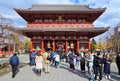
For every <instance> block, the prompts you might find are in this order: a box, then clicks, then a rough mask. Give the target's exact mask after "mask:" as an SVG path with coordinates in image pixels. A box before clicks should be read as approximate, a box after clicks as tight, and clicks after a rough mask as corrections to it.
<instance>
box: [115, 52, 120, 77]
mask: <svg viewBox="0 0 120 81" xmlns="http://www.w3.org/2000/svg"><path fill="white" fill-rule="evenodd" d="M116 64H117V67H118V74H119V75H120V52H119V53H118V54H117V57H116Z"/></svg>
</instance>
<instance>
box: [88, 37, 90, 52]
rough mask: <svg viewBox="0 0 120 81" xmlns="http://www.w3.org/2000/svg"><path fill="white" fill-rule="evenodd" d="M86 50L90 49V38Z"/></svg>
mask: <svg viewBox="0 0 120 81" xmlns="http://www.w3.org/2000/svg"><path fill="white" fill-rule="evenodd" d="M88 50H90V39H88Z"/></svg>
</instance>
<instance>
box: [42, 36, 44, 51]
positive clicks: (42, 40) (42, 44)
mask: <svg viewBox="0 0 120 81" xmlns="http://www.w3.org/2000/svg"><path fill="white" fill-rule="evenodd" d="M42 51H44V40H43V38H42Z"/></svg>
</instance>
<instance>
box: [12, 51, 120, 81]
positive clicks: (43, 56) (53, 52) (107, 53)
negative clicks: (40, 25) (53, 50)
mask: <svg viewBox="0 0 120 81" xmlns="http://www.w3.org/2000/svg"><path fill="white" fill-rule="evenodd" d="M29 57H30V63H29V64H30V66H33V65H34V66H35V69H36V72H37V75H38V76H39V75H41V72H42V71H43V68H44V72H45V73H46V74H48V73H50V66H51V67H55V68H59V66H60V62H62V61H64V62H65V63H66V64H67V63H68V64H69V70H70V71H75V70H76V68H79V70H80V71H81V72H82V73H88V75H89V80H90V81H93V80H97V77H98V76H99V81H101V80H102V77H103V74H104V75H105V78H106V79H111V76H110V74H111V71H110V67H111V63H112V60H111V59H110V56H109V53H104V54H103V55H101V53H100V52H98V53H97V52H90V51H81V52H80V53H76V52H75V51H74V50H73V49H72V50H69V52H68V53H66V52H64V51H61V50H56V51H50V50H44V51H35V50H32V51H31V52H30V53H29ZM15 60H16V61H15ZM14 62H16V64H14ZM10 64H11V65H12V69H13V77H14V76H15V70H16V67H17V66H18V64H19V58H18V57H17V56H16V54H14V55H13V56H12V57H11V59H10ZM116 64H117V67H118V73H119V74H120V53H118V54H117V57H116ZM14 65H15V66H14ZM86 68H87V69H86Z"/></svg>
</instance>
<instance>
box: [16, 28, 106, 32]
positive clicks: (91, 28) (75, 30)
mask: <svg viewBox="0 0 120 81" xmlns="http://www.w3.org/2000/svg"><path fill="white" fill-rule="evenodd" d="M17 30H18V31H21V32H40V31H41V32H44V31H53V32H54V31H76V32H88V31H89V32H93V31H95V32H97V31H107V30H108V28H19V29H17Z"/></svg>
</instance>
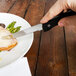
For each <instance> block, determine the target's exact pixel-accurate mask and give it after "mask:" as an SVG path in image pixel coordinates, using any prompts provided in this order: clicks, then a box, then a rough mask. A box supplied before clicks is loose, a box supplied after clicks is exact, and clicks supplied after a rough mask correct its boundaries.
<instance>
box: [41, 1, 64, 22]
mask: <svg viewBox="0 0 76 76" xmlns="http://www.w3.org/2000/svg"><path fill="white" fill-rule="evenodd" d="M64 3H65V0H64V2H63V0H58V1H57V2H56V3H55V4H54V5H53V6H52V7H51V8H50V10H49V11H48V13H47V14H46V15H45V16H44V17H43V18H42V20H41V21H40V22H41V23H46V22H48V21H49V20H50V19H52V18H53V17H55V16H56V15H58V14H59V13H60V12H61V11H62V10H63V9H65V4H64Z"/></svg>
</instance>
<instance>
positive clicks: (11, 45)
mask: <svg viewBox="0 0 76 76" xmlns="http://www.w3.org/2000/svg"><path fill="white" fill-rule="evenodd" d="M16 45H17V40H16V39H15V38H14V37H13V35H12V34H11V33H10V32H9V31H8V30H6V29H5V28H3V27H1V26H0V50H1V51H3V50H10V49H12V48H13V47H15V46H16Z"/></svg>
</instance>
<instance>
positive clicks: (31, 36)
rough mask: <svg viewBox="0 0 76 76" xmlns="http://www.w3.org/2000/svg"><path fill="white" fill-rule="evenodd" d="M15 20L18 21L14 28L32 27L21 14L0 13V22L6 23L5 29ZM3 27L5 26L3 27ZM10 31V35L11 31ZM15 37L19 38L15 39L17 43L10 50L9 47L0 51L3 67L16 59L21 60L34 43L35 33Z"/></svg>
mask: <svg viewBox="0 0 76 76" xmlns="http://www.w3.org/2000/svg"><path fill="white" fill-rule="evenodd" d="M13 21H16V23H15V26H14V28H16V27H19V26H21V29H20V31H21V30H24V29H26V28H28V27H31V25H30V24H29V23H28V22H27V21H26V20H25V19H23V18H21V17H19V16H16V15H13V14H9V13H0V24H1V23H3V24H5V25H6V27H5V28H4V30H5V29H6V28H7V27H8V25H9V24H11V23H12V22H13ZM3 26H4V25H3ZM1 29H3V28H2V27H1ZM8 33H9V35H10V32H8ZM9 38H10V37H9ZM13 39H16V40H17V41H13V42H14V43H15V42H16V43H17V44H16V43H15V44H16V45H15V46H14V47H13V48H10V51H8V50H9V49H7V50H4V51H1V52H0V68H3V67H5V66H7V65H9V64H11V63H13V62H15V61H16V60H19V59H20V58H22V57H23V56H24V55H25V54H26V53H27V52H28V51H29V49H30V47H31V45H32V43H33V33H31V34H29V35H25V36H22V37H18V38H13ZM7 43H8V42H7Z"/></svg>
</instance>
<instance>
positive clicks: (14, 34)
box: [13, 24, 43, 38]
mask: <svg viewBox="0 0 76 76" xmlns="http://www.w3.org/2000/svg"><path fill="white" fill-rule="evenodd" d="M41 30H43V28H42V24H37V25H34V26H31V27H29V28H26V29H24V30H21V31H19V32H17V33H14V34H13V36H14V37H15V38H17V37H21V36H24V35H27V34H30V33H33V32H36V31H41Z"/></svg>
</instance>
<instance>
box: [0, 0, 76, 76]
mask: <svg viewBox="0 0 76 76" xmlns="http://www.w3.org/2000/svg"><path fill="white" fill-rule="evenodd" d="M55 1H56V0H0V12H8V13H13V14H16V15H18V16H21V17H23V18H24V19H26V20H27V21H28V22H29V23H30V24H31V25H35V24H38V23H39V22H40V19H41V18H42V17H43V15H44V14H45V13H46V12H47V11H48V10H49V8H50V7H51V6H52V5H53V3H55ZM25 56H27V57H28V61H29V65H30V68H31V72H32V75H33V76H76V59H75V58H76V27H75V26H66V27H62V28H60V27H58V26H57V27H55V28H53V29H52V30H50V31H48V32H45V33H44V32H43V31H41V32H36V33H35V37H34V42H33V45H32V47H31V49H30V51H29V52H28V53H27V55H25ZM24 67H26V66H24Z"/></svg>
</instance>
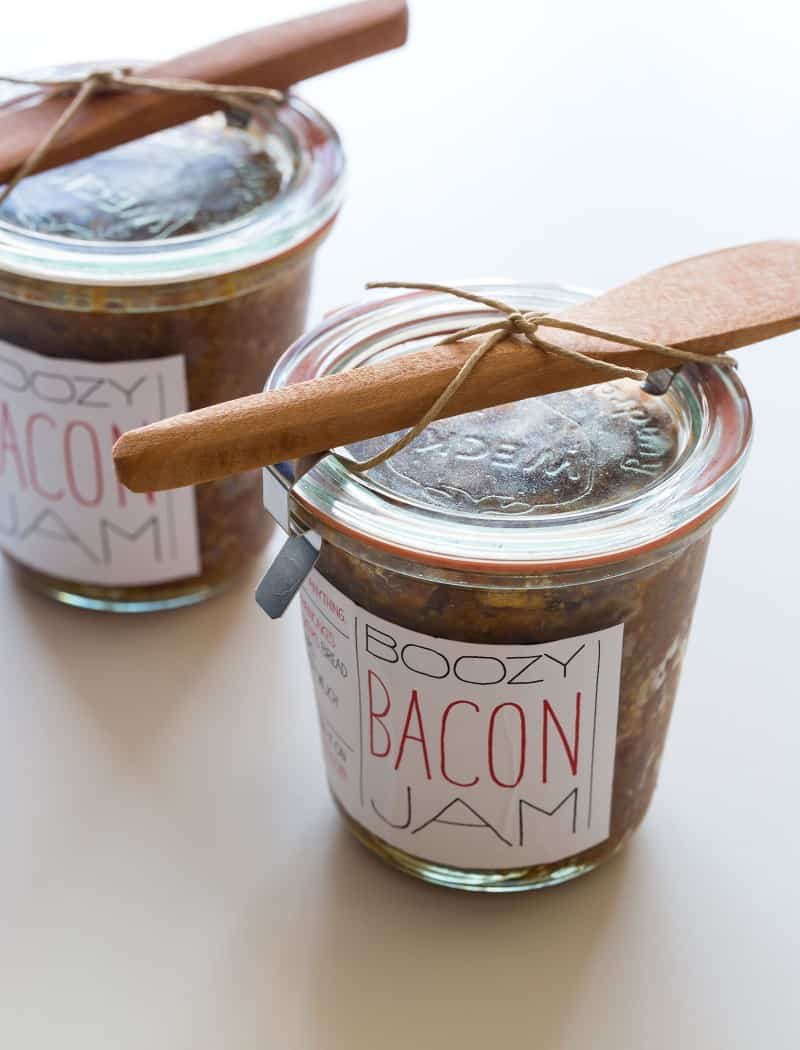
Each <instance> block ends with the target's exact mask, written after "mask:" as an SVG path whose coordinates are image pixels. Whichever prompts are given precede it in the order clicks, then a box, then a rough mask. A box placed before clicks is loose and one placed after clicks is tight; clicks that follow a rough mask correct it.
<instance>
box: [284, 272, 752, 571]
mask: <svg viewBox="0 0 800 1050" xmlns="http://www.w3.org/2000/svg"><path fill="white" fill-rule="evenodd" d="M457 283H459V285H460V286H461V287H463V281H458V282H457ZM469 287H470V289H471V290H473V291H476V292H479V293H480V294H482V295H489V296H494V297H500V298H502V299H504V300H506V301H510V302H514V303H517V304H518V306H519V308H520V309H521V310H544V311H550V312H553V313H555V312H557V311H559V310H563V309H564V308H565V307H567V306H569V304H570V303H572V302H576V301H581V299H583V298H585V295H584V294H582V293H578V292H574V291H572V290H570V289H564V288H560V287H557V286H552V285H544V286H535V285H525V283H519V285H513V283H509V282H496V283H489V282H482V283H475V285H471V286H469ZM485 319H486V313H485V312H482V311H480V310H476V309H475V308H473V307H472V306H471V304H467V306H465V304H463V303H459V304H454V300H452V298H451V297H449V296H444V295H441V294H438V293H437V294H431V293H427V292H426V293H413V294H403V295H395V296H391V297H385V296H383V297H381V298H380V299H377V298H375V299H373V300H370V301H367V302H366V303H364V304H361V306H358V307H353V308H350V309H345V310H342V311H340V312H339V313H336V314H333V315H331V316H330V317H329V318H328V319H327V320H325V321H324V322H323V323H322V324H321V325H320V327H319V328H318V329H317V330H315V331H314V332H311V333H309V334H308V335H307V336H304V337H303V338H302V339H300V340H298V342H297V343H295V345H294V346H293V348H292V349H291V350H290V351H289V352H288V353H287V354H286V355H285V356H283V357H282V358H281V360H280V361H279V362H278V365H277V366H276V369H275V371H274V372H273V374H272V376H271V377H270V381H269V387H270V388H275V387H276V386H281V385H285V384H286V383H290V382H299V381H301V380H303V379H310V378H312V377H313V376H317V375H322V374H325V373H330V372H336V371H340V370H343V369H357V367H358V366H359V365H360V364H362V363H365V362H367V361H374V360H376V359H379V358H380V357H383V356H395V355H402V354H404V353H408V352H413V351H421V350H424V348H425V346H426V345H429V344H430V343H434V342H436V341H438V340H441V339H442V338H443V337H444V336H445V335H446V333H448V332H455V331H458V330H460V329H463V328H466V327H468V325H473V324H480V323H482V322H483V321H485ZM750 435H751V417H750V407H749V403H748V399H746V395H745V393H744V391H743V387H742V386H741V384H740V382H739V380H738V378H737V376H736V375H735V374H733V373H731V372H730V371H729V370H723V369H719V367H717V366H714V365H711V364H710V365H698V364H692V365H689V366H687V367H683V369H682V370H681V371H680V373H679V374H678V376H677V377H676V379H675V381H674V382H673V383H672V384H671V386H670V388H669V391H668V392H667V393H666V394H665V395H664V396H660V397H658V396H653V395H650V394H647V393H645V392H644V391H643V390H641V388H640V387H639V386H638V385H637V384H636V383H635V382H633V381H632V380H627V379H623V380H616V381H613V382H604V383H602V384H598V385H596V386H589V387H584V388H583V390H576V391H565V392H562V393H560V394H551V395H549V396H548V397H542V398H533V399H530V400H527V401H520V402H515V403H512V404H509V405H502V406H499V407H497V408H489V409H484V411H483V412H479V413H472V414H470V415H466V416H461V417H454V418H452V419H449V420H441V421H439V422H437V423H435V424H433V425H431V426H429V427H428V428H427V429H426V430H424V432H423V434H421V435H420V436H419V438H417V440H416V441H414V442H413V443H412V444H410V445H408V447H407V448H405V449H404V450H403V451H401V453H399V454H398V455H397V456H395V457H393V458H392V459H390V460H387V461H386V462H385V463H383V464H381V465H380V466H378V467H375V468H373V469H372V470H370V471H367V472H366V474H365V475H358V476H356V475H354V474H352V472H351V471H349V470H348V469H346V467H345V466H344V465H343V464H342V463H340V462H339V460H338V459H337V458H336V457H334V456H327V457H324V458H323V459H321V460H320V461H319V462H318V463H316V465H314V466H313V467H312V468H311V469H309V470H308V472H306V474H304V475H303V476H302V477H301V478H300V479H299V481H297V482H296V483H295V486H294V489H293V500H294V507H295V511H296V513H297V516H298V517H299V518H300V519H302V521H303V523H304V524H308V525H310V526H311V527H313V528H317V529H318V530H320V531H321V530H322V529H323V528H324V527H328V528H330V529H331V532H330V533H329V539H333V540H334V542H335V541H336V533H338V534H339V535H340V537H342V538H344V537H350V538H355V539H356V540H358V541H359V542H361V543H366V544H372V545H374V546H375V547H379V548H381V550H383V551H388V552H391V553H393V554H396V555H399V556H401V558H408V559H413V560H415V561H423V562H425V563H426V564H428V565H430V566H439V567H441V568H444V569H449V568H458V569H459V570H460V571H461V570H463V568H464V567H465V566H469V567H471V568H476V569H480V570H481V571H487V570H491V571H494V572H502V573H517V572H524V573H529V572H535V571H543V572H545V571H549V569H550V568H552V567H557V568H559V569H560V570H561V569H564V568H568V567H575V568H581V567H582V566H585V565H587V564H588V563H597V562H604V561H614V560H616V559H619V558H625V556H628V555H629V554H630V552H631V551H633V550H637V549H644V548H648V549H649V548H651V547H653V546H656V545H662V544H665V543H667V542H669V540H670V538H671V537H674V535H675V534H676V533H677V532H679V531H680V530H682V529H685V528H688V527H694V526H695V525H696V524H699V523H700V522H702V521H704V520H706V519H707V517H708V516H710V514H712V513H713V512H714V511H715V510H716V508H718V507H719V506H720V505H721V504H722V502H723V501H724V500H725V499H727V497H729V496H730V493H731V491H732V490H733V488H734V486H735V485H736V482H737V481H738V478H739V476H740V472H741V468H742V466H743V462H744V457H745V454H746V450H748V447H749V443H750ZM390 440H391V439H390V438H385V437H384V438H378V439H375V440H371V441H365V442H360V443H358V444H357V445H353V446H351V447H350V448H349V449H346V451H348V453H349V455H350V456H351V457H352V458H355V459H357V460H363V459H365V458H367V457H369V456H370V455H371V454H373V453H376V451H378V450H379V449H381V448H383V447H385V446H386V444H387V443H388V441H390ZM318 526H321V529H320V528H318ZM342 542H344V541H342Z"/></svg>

=======

- Your task
All lines above from the one with "positive clicks: (42, 40) (42, 44)" to the one with "positive clicks: (43, 56) (53, 52) (107, 53)", inclusive, should be copied exactly, and no other lines.

- Written solution
positive clicks: (42, 40) (42, 44)
mask: <svg viewBox="0 0 120 81" xmlns="http://www.w3.org/2000/svg"><path fill="white" fill-rule="evenodd" d="M42 51H44V40H43V38H42Z"/></svg>
</instance>
<instance>
box: [12, 51, 120, 81]
positive clicks: (43, 56) (53, 52) (107, 53)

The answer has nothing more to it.